List each line of the records below that contains the string "soil", copying those lines unchanged. Matching is case-sensitive.

▶ _INFORMATION SHOWN_
* * * *
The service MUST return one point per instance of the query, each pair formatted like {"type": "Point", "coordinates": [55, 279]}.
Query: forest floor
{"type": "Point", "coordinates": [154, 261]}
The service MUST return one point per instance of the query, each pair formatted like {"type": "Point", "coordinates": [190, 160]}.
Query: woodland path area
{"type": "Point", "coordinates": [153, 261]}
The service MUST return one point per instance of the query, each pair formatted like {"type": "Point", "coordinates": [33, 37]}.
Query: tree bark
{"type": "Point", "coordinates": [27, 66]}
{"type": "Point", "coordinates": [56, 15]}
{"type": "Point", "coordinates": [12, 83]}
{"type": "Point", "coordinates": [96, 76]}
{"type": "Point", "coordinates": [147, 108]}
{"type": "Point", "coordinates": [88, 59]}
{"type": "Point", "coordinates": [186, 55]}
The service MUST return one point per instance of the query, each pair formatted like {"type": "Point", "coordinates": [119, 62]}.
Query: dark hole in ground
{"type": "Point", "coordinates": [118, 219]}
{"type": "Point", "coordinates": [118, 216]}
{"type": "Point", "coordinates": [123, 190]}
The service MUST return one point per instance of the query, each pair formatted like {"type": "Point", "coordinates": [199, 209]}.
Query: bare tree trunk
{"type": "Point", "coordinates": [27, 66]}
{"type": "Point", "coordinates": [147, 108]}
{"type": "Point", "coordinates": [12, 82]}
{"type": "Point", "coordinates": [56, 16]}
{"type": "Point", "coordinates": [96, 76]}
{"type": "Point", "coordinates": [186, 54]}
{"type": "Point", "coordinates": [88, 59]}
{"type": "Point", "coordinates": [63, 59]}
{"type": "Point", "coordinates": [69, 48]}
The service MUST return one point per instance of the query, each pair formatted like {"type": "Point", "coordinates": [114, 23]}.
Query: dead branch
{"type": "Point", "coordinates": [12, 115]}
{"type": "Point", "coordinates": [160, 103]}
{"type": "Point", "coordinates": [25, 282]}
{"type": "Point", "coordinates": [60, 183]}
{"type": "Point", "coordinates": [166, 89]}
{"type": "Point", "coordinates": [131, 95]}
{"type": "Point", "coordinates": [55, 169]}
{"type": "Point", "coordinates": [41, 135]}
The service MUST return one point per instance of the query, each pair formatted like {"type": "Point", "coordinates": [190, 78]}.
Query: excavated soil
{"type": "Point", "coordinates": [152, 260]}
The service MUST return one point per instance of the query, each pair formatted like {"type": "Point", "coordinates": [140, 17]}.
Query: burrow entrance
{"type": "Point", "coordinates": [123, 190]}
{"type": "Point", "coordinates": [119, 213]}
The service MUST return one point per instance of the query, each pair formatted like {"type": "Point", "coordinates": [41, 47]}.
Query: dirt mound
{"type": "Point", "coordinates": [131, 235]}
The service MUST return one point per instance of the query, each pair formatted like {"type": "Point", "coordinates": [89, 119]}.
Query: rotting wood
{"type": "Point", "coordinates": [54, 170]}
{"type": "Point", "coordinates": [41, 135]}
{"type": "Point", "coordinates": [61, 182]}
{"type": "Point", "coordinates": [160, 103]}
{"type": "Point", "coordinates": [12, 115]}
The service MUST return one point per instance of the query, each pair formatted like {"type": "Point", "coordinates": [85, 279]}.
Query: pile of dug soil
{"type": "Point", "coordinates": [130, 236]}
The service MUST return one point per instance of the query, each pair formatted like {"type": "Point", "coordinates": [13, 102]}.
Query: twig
* * * *
▶ _FULL SOLUTION_
Query: excavated soil
Query: pile of dug soil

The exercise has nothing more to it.